◆ 課題内容
以下のすべての項目を、列名を「指示」と「回答」とする2列のCSVに書き直してください。1項目を1行にまとめ、本文と回答はそれぞれ引用符で囲んだ1フィールドに収め、改行は空白に置き換え、画像は回答から除外すること。

◆ ◆ ◆

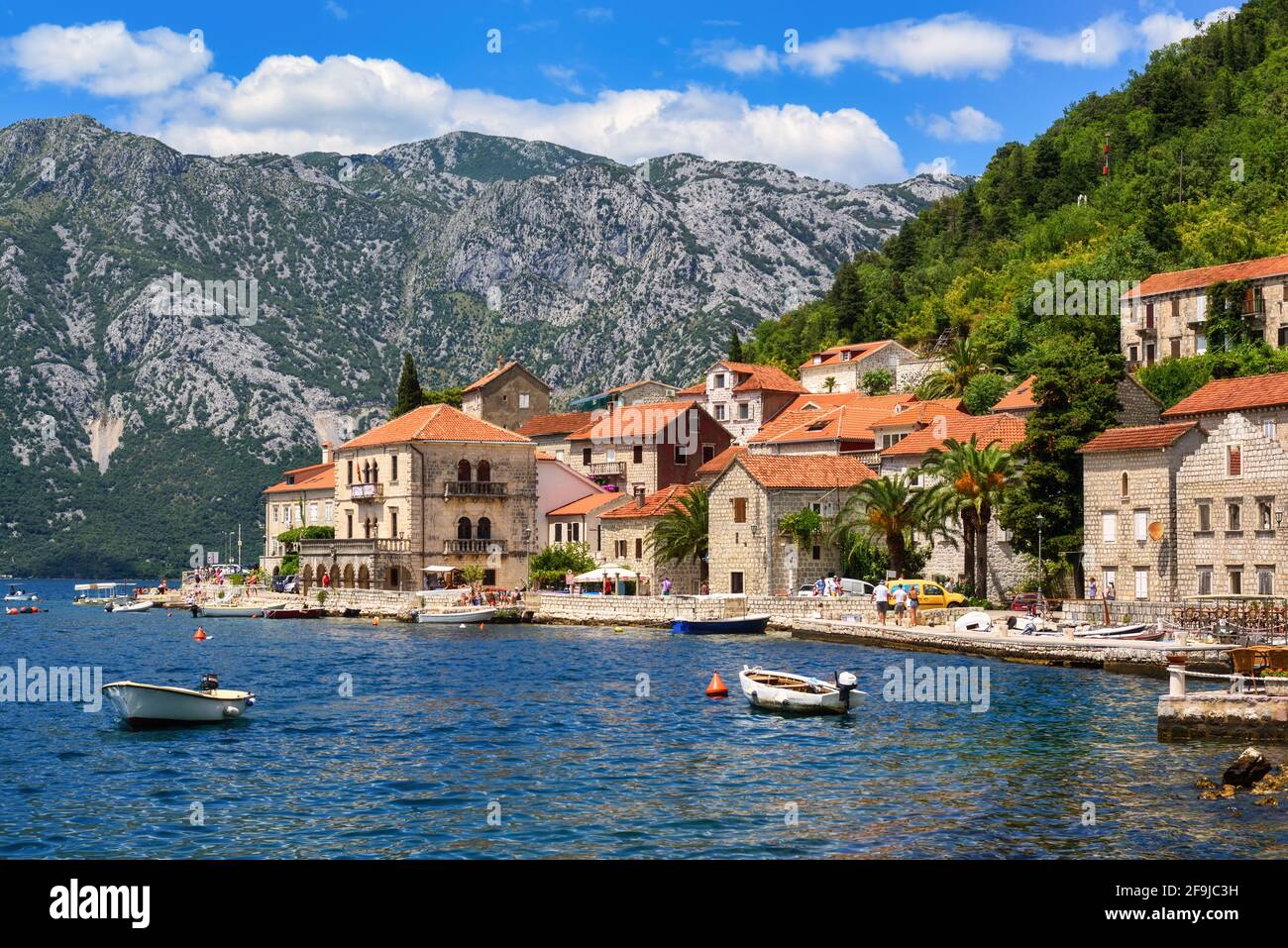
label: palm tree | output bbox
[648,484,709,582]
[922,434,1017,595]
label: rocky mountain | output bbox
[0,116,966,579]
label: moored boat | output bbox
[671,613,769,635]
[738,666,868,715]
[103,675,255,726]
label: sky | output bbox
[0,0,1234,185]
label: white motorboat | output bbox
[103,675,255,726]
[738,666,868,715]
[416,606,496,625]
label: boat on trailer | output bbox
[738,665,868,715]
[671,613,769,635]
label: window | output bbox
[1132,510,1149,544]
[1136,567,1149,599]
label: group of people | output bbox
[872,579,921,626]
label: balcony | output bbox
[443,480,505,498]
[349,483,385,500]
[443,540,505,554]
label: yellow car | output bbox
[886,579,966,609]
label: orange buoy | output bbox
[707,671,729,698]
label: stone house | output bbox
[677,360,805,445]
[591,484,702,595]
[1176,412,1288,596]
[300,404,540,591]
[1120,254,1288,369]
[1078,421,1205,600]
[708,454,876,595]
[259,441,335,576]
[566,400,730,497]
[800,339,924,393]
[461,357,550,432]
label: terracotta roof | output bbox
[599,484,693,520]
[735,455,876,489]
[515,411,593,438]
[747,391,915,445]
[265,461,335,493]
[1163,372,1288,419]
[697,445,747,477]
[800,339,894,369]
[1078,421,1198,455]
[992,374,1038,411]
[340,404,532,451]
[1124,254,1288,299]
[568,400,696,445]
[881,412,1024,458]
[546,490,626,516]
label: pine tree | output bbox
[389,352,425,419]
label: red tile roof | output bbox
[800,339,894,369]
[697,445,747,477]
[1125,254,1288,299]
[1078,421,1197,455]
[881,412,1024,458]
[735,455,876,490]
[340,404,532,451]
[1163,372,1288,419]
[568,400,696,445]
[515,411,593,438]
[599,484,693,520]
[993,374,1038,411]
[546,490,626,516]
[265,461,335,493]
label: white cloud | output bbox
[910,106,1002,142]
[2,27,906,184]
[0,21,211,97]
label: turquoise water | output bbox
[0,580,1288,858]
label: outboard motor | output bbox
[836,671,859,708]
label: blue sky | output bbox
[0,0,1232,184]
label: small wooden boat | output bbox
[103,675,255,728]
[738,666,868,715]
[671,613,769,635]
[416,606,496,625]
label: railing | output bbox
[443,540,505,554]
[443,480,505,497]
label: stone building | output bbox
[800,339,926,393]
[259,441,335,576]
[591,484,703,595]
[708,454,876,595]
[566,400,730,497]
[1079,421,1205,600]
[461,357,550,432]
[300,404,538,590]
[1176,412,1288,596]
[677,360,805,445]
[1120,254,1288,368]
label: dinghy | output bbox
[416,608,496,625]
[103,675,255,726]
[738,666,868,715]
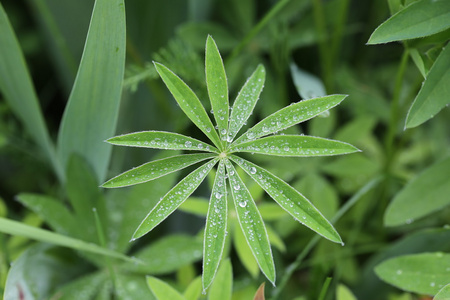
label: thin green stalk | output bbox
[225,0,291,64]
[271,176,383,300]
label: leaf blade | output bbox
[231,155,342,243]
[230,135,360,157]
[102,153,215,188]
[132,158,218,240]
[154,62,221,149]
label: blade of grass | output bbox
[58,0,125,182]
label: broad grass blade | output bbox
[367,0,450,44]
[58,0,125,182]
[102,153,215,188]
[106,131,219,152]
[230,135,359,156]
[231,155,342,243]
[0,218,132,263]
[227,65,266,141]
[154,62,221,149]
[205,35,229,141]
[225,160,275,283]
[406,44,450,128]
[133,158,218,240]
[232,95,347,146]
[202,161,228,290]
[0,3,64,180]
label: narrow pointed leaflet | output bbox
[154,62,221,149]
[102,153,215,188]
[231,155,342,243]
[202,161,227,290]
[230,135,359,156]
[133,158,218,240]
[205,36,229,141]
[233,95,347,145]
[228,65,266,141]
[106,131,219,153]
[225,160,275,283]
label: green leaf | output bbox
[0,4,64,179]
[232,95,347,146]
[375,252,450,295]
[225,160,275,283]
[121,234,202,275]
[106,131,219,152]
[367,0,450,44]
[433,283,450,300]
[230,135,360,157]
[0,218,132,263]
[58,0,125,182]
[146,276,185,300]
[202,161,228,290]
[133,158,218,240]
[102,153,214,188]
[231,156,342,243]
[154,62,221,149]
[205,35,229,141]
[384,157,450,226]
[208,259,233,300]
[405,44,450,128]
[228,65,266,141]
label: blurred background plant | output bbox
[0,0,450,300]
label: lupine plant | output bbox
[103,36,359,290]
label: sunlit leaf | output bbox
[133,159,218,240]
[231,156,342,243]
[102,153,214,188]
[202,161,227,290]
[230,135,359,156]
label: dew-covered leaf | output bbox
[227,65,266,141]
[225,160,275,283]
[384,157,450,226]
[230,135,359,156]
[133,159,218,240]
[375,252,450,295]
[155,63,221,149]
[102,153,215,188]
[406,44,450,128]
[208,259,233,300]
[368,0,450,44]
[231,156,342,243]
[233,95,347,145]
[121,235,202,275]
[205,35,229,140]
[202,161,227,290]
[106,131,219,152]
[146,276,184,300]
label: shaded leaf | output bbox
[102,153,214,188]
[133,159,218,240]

◆ ◆ ◆

◆ 完了した課題
指示,回答
"label: palm tree | output bbox","[648,484,709,582] [922,434,1017,595]"
"label: rocky mountain | output bbox","[0,116,966,579]"
"label: moored boat | output bbox","[671,613,769,635] [738,666,868,715] [103,675,255,726]"
"label: sky | output bbox","[0,0,1234,185]"
"label: white motorboat | output bbox","[103,675,255,726] [738,666,868,715] [416,606,496,625]"
"label: boat on trailer | output bbox","[738,665,868,715] [671,613,769,635]"
"label: window | output bbox","[1132,510,1149,544] [1136,567,1149,599]"
"label: group of people | output bbox","[872,579,921,626]"
"label: balcony | output bbox","[443,480,505,498] [349,483,385,500] [443,540,505,554]"
"label: yellow car | output bbox","[886,579,966,609]"
"label: orange buoy | output bbox","[707,671,729,698]"
"label: stone house | output bbox","[677,360,805,445] [591,484,702,595] [1176,412,1288,596] [300,404,540,591] [1120,254,1288,369] [1078,421,1205,600] [708,454,876,595] [259,441,335,576] [566,400,730,497] [800,339,924,393] [461,357,550,432]"
"label: terracotta roof | output bbox","[599,484,693,520] [735,455,876,489] [515,411,593,438] [747,391,915,445] [265,461,335,493] [1163,372,1288,419] [697,445,747,477] [800,339,894,369] [1078,421,1198,455] [992,374,1038,411] [340,404,532,451] [1124,254,1288,299] [568,400,696,445] [881,412,1024,458] [546,490,626,516]"
"label: pine tree | output bbox","[389,352,425,419]"
"label: red tile roof | output bbox","[800,339,894,369] [697,445,747,477] [1125,254,1288,299] [1078,421,1197,455] [881,412,1024,458] [735,455,876,490] [340,404,532,451] [1163,372,1288,419] [568,400,696,445] [515,411,593,438] [599,484,693,520] [993,374,1038,411] [546,490,626,516] [265,461,335,493]"
"label: white cloud | output bbox","[910,106,1002,142] [2,27,906,184] [0,21,211,97]"
"label: turquoise water | output bbox","[0,580,1288,858]"
"label: outboard motor | output bbox","[836,671,859,708]"
"label: blue sky | output bbox","[0,0,1232,184]"
"label: small wooden boat | output bbox","[103,675,255,728] [738,666,868,715] [671,613,769,635] [416,606,496,625]"
"label: railing | output bbox","[443,540,505,554] [443,480,505,497]"
"label: stone building | output bbox","[800,339,926,393] [259,441,335,576] [591,484,703,595] [708,454,876,595] [566,400,730,497] [1079,421,1205,600] [461,357,550,432] [300,404,538,590] [1176,412,1288,596] [677,360,805,445] [1120,254,1288,368]"
"label: dinghy | output bbox","[416,608,496,625] [103,675,255,726] [738,666,868,715]"
"label: thin green stalk | output bbox","[225,0,291,64] [271,176,383,300]"
"label: leaf blade | output bbox","[231,155,342,243] [230,135,360,157] [102,153,215,188] [132,158,218,240] [154,62,221,149]"
"label: blade of grass | output bbox","[58,0,125,182]"
"label: broad grass blade | output bbox","[367,0,450,44] [58,0,125,182] [102,153,215,188] [106,131,219,152] [230,135,359,156] [231,155,342,243] [0,218,132,263] [227,65,266,141] [154,62,221,149] [205,35,229,141] [225,160,275,283] [406,44,450,128] [133,158,218,240] [232,95,347,146] [202,161,228,290] [0,3,64,180]"
"label: narrow pointed leaflet | output bbox","[154,62,221,149] [102,153,215,188] [231,155,342,243] [202,161,227,290] [230,135,359,156] [133,158,218,240] [205,36,229,141] [233,95,347,145] [228,65,266,141] [106,131,219,153] [225,160,275,283]"
"label: green leaf | output bbox","[0,4,64,179] [232,95,347,146] [375,252,450,295] [225,160,275,283] [121,234,202,275] [106,131,219,152] [367,0,450,44] [433,283,450,300] [230,135,360,157] [0,218,132,263] [58,0,125,182] [146,276,185,300] [202,161,228,290] [133,158,218,240] [102,153,214,188] [231,156,342,243] [154,62,221,149] [205,35,229,141] [384,157,450,226] [208,259,233,300] [405,44,450,128] [228,65,266,141]"
"label: blurred background plant | output bbox","[0,0,450,300]"
"label: lupine plant | output bbox","[103,36,359,290]"
"label: sunlit leaf | output bbox","[133,159,218,240] [231,156,342,243] [102,153,214,188] [202,161,227,290] [230,135,359,156]"
"label: dew-covered leaf | output bbox","[227,65,266,141] [225,160,275,283] [384,157,450,226] [230,135,359,156] [133,159,218,240] [375,252,450,295] [155,63,221,149] [102,153,215,188] [406,44,450,128] [208,259,233,300] [368,0,450,44] [231,156,342,243] [233,95,347,145] [121,235,202,275] [205,35,229,140] [202,161,227,290] [106,131,219,152] [146,276,184,300]"
"label: shaded leaf | output bbox","[102,153,214,188] [133,159,218,240]"